**REQUIRED WORK:** Copy the material from the line with "In this exercise you will mark every instance of the riverbank" through the end of the material, putting "circle" wherever "disc" appears and keeping everything else the same. Leave the pictures out.

— Start of DATA TO USE —

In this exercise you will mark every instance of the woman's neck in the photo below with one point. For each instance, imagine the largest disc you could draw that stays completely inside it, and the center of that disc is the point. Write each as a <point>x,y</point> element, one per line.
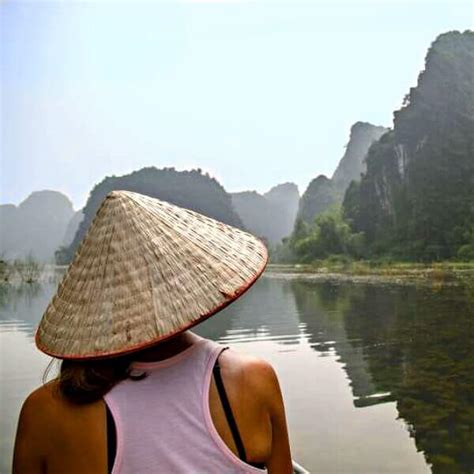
<point>169,348</point>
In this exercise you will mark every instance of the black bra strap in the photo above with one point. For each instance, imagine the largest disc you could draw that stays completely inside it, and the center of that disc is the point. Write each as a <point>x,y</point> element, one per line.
<point>111,439</point>
<point>228,412</point>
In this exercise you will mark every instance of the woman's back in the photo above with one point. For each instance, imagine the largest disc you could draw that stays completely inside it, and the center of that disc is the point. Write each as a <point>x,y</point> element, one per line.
<point>172,420</point>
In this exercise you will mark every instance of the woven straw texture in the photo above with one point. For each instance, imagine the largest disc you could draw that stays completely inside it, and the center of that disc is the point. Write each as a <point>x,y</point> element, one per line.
<point>145,271</point>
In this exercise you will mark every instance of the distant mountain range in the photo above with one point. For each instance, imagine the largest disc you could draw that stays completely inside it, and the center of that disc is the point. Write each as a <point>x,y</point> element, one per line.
<point>323,192</point>
<point>271,215</point>
<point>36,227</point>
<point>46,223</point>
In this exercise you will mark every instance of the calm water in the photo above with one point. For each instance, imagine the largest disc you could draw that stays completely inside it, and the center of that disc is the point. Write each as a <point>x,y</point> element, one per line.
<point>375,379</point>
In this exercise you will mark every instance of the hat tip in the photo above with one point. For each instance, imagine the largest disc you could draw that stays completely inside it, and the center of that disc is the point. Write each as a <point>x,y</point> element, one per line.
<point>116,193</point>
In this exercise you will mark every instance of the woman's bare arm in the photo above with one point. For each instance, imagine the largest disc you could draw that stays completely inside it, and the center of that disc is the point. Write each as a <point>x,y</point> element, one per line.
<point>280,458</point>
<point>27,455</point>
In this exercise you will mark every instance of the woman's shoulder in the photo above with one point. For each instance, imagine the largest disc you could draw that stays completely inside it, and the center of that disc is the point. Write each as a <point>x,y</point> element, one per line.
<point>255,374</point>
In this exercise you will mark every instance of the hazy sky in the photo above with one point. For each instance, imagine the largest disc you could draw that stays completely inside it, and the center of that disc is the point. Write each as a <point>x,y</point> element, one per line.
<point>254,92</point>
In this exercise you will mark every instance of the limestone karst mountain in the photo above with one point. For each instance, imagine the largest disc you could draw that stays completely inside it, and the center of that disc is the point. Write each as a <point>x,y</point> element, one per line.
<point>323,192</point>
<point>270,215</point>
<point>352,164</point>
<point>35,227</point>
<point>191,189</point>
<point>417,197</point>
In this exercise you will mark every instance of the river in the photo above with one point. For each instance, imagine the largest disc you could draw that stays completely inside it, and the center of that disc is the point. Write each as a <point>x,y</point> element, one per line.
<point>376,378</point>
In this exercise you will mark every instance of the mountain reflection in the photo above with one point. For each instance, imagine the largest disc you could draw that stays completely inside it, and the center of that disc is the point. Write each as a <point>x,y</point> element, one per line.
<point>414,346</point>
<point>405,344</point>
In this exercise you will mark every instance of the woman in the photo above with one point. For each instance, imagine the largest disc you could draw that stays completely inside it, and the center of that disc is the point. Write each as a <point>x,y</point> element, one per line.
<point>138,392</point>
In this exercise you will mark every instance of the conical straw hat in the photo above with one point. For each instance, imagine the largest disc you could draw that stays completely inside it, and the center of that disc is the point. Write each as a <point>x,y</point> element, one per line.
<point>145,271</point>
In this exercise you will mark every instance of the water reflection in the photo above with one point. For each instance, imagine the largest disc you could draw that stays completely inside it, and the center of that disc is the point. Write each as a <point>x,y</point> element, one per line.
<point>410,346</point>
<point>406,344</point>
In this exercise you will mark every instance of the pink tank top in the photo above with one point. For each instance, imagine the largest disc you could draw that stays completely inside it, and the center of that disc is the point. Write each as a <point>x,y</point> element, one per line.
<point>163,421</point>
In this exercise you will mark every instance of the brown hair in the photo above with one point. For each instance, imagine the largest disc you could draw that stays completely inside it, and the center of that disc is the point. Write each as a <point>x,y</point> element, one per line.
<point>85,381</point>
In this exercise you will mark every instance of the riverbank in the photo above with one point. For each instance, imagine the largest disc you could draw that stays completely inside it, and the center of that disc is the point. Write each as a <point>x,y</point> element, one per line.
<point>436,274</point>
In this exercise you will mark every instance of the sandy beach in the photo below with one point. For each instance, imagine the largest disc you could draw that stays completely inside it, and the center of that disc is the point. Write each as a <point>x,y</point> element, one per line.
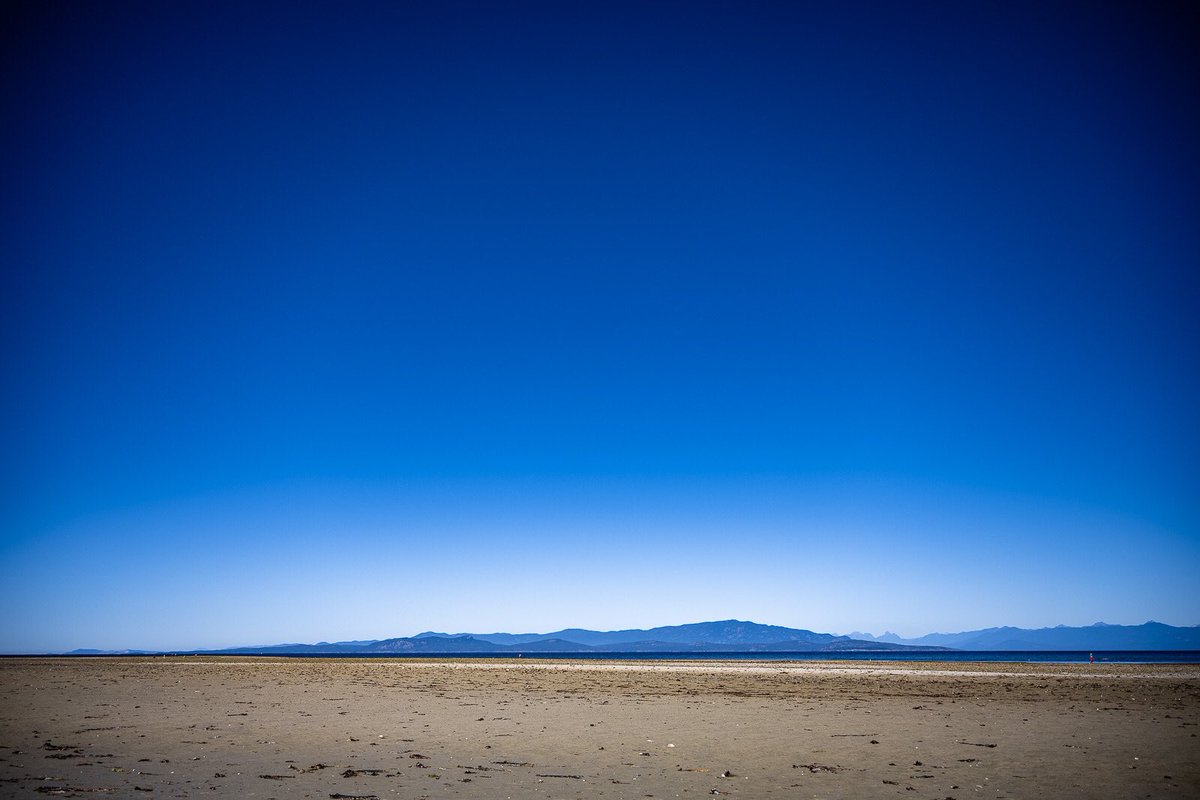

— End of DATA TO USE —

**OUTPUT FOR THIS EXERCISE:**
In this exercise you will mark every instance of the riverbank in the photo above with one point. For each instance, imagine the largest circle you could draw that stays completely inside it, and the center of that circle is the point. Write each as a <point>x,y</point> element, one per line.
<point>436,274</point>
In this exercise you will mark every instance of the sandy beach in the photo below with one point. For each instance, imagine the largest circle you could draw that stays completely inside it, and the center of that circle is the point. Write each as a <point>x,y</point> element, one per line.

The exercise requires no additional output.